What is needed:
Copy out the stretch of the records below from the line containing "woman with dark" through the end of the records, including both ends, word for word.

Coordinate labeling records
* start *

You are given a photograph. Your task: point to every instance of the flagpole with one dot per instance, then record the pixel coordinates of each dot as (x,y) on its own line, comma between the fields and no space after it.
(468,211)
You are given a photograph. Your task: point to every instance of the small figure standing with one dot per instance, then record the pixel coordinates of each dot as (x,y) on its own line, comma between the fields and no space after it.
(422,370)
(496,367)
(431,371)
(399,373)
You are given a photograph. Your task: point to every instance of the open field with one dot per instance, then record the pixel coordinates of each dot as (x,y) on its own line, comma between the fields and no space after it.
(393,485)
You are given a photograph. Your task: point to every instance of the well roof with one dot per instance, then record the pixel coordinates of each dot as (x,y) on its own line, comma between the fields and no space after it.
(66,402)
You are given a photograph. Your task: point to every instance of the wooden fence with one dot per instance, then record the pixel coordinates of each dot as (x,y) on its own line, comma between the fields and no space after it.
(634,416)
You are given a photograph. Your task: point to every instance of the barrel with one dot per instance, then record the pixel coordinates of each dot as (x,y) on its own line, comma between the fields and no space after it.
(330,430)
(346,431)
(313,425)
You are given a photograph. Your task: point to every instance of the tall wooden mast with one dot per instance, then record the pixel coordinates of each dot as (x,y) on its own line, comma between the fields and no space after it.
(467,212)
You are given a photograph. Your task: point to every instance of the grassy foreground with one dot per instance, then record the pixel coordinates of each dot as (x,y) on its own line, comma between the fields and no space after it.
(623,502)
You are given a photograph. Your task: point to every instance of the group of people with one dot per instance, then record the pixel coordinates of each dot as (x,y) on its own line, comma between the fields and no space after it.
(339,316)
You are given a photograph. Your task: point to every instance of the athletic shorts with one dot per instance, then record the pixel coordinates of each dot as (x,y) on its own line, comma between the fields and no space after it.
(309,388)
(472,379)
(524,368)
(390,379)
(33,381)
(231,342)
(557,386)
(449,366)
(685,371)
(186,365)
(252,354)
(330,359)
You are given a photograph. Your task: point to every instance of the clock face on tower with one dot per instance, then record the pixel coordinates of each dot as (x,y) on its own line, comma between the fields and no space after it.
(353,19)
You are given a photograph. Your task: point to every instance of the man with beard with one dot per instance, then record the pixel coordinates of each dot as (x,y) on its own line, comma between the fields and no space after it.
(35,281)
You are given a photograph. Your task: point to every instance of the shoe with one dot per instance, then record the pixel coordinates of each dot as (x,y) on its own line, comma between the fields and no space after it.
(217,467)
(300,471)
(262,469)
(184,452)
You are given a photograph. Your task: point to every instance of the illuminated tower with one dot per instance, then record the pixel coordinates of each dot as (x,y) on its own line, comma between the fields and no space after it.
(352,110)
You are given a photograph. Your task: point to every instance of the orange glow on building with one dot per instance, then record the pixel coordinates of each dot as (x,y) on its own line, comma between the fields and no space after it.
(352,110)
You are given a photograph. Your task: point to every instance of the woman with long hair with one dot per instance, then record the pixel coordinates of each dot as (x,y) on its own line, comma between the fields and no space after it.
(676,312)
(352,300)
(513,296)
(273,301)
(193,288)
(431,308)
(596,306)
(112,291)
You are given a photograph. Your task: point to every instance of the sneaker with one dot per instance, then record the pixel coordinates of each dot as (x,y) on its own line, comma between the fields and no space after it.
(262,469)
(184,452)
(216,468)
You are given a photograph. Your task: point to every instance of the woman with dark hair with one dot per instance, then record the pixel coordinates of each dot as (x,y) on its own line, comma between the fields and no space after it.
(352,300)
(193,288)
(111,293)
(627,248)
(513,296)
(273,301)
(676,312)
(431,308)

* end *

Solution to the exercise:
You are given a photograph. Your task: point to every instance of the woman with dark hair with one dot per instance, then record the pixel coordinates of each dot as (x,y) on its own line, comma between the fields and no space after it.
(352,300)
(193,288)
(111,293)
(627,248)
(513,296)
(273,301)
(676,312)
(431,308)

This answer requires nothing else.